| Exercise goal |
Pull every line with the word "jersey" out of the entries below.

| Listed records |
* * * * *
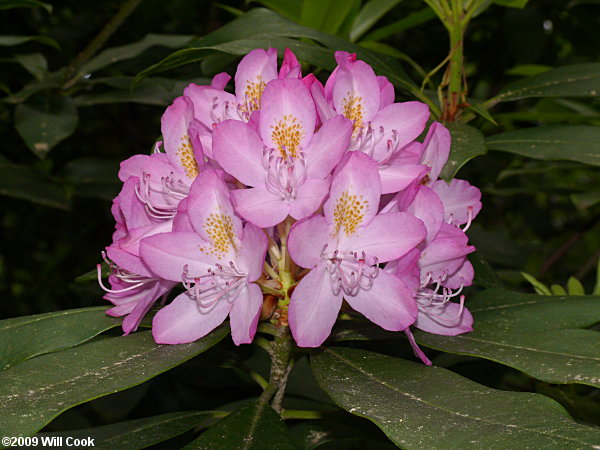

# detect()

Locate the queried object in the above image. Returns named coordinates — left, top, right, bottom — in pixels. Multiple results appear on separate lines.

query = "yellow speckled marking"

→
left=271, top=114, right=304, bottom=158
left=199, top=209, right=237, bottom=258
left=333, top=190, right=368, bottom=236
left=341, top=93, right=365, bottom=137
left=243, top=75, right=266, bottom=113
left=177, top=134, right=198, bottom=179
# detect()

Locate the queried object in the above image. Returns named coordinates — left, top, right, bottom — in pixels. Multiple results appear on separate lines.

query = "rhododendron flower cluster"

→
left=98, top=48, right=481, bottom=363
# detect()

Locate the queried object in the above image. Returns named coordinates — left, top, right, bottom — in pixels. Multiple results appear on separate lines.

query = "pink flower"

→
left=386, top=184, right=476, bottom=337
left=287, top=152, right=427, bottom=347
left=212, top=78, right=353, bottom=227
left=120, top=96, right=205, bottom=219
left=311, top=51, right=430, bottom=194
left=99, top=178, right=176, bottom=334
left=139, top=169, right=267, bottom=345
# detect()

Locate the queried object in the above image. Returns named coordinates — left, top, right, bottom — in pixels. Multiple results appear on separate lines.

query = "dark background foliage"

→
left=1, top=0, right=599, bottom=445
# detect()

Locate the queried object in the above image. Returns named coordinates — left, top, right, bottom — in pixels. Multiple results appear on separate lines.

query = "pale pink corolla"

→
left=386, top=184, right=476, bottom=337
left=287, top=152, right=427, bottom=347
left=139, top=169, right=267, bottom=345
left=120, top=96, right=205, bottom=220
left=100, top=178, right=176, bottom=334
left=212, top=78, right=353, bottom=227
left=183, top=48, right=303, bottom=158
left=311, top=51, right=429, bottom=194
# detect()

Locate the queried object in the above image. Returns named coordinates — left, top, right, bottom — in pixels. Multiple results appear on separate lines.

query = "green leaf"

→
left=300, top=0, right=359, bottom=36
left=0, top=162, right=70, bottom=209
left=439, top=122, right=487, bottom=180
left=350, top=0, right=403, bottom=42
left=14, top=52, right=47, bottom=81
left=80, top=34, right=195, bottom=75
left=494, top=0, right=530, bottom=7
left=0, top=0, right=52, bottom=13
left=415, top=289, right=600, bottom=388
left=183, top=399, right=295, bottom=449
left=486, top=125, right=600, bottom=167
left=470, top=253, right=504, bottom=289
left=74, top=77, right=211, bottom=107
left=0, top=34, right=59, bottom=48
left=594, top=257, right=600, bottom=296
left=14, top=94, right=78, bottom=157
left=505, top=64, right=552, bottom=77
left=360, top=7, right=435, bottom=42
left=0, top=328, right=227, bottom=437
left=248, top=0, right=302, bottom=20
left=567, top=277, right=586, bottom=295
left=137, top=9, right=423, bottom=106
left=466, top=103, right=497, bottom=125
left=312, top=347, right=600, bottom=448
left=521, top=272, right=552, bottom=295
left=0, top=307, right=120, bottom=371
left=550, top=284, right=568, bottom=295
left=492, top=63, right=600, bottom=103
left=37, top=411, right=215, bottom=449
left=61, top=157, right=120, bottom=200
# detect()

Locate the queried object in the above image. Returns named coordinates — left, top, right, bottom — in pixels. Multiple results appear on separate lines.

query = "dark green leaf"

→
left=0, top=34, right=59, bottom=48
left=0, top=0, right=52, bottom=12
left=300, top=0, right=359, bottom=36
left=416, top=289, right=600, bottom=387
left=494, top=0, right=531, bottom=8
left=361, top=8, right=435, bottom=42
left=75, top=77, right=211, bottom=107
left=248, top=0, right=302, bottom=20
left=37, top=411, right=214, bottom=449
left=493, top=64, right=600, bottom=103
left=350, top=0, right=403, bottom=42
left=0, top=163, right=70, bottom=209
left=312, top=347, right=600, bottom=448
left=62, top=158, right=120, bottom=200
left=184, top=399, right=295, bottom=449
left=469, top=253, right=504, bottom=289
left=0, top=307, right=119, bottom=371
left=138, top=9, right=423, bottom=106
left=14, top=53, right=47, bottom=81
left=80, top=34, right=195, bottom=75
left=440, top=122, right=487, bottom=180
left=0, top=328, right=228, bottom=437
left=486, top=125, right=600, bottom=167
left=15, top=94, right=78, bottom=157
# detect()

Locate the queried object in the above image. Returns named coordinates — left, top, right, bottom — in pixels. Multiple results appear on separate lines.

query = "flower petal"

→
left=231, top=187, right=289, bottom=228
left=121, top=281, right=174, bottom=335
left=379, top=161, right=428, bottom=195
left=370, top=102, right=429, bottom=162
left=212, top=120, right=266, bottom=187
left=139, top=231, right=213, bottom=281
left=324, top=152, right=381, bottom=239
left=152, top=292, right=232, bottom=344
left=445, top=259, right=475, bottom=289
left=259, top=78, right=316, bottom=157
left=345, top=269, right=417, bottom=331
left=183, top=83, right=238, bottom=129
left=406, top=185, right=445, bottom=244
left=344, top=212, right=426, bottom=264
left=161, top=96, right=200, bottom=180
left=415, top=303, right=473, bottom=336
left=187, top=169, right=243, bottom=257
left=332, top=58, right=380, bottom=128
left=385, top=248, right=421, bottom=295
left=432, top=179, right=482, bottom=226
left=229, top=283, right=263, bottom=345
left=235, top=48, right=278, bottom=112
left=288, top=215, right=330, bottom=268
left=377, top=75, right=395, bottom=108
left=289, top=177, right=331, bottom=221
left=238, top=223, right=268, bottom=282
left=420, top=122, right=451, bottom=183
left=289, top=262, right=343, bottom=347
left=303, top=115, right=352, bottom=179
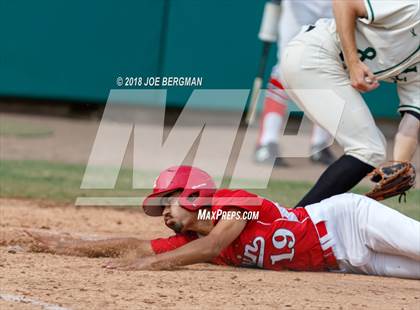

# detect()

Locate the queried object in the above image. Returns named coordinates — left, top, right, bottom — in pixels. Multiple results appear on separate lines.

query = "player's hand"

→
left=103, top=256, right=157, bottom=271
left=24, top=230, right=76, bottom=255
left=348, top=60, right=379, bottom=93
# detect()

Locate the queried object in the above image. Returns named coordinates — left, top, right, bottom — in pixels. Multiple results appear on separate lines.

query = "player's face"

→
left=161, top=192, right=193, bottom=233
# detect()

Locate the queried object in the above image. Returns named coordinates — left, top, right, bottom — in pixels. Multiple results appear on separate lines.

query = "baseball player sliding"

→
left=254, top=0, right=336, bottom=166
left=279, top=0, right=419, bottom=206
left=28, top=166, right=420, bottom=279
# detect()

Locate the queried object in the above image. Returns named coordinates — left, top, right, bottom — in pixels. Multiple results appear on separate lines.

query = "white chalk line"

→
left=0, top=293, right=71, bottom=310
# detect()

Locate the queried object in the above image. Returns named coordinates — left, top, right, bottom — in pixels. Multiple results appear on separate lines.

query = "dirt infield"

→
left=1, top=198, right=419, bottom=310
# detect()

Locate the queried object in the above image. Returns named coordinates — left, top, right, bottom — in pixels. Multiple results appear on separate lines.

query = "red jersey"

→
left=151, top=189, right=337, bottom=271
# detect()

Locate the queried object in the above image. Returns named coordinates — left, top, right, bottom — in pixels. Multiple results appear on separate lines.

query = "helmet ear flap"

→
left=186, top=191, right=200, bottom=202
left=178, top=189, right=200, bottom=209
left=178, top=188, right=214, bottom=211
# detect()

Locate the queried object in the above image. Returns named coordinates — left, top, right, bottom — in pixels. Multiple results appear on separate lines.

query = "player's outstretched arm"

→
* * * * *
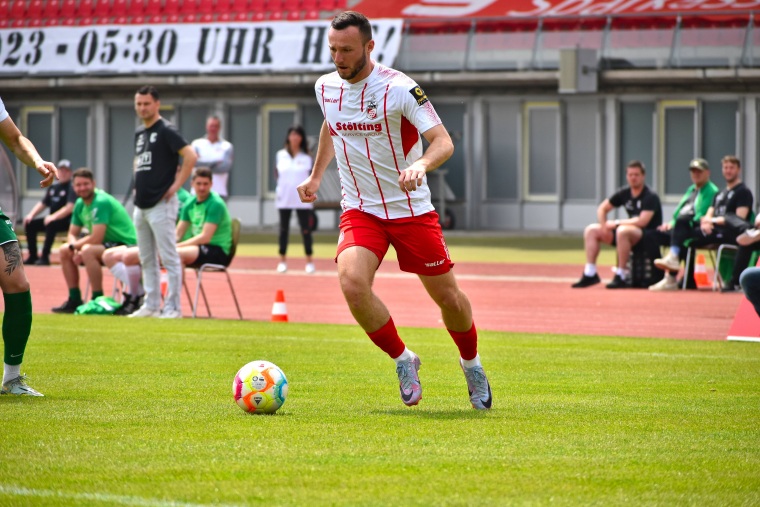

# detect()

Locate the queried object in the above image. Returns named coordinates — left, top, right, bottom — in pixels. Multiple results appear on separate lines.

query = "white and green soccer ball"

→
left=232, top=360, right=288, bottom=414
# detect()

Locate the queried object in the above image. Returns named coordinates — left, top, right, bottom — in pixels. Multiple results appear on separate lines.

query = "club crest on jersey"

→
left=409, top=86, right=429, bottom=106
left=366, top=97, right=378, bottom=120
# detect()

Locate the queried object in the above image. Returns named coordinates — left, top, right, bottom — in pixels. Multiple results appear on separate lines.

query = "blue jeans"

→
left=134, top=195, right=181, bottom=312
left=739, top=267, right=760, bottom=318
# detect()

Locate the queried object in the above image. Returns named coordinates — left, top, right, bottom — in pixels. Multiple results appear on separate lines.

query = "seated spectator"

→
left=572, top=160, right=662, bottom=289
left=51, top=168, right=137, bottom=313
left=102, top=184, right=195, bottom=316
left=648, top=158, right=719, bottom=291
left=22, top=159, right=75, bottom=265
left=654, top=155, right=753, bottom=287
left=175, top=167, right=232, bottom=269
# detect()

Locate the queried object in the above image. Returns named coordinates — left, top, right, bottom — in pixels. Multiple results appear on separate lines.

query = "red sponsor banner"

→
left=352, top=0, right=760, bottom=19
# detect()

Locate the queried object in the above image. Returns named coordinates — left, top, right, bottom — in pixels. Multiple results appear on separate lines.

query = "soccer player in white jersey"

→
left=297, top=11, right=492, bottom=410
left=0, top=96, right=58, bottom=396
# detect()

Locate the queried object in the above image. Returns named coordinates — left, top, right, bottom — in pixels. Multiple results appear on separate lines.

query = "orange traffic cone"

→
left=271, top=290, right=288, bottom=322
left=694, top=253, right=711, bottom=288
* * * * *
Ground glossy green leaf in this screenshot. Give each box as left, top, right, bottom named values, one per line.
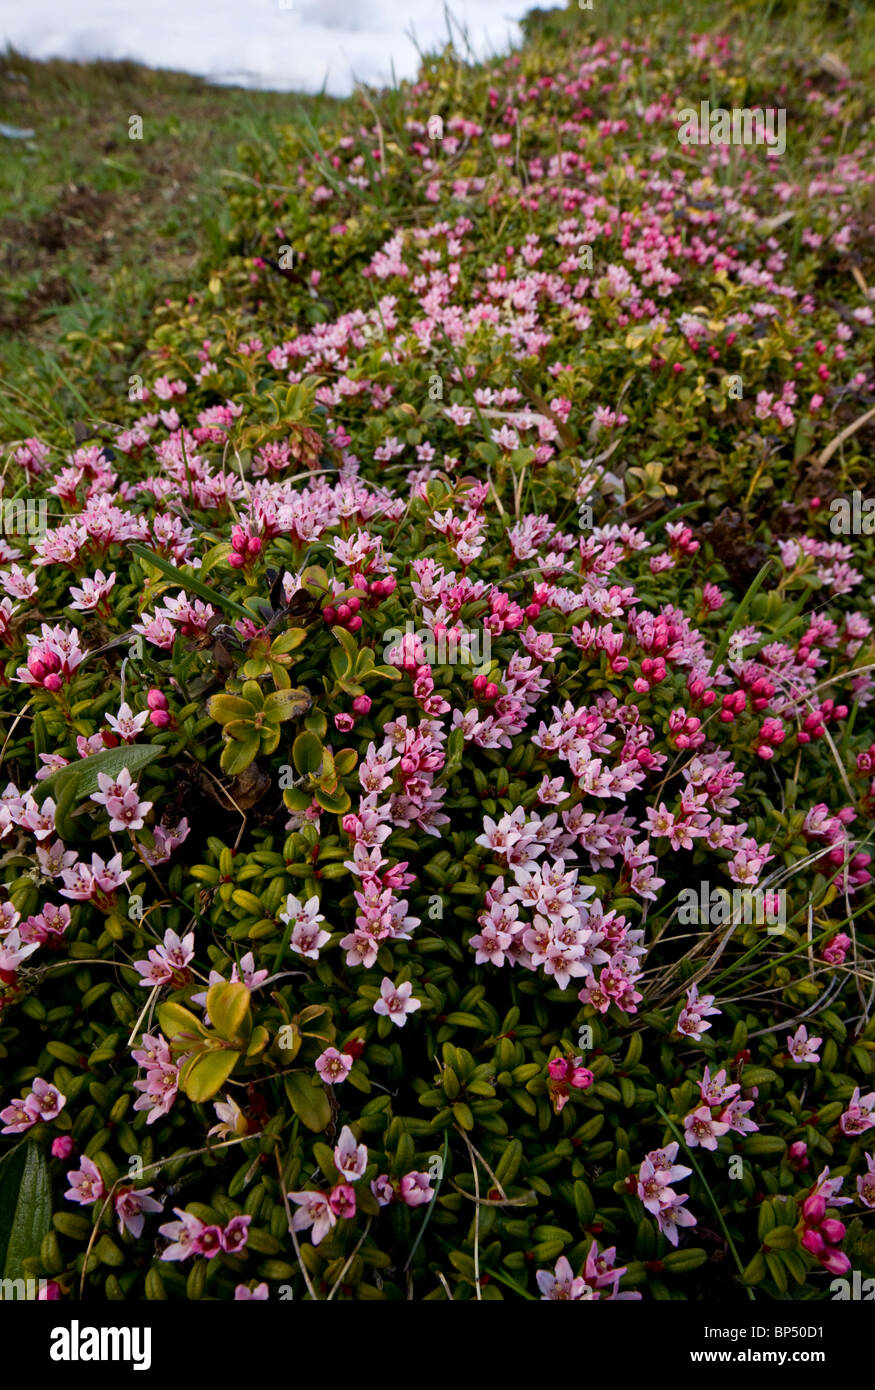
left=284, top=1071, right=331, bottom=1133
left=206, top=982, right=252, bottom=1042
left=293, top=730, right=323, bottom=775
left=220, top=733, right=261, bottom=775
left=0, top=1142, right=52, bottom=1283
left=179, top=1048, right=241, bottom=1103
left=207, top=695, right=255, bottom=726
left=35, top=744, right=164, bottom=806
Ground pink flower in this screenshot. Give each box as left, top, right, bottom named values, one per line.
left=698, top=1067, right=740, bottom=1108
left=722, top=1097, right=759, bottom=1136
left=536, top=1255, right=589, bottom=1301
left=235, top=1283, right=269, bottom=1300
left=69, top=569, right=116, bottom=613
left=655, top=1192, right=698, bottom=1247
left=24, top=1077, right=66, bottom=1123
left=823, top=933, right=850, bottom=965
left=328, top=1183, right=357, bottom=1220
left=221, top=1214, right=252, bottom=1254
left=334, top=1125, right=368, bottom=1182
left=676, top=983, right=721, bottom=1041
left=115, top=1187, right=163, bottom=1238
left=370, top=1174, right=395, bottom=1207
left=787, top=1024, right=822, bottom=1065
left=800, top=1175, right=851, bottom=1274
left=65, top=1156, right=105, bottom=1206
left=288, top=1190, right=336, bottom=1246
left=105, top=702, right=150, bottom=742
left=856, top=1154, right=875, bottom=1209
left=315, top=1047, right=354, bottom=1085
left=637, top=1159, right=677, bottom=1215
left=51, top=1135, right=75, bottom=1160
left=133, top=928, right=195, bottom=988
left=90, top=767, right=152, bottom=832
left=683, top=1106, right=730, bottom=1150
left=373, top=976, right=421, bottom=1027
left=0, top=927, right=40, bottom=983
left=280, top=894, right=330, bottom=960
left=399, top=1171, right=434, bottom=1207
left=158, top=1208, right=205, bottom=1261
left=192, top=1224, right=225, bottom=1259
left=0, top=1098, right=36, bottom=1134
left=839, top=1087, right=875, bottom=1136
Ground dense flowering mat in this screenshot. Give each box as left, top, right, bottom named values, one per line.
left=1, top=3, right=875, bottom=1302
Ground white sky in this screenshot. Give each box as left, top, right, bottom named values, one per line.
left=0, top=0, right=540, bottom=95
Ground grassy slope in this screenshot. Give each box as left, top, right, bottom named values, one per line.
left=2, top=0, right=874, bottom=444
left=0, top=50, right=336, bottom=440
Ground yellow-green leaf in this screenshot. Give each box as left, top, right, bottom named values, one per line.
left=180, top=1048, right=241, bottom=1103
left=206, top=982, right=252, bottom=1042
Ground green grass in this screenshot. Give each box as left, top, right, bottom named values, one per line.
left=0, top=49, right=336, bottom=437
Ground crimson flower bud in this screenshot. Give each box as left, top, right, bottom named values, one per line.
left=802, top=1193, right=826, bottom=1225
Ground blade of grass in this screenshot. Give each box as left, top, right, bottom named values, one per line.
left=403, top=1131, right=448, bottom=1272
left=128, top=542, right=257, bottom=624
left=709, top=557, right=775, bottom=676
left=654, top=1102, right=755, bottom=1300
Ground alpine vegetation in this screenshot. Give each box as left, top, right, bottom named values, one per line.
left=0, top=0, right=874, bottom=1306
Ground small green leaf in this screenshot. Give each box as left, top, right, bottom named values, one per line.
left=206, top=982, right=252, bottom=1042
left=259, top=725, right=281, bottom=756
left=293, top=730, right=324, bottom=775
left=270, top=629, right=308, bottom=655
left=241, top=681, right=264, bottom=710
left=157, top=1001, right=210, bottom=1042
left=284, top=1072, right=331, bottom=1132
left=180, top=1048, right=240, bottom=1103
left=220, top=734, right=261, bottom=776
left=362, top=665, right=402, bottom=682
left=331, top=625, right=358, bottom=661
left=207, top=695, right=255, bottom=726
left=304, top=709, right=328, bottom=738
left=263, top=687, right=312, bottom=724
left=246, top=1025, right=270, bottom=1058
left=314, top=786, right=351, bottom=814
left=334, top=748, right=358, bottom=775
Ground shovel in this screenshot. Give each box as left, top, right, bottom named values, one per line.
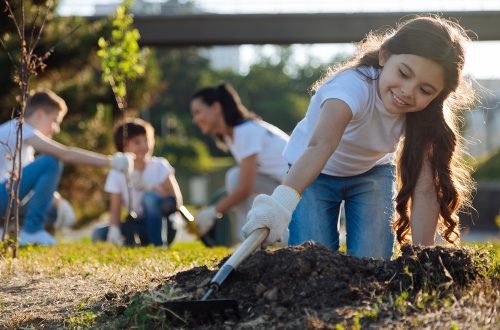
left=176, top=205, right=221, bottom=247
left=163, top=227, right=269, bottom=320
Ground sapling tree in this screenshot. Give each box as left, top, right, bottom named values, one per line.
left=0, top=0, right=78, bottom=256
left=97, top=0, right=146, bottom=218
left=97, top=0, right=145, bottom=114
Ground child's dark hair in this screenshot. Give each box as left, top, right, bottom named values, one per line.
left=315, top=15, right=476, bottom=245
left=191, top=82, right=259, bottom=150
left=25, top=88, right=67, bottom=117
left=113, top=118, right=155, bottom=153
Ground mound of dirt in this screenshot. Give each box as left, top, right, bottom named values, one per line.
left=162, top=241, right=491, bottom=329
* * * * *
| Expected output |
query = "red jersey"
query = "club crest on jersey"
query = "soccer player in white jersey"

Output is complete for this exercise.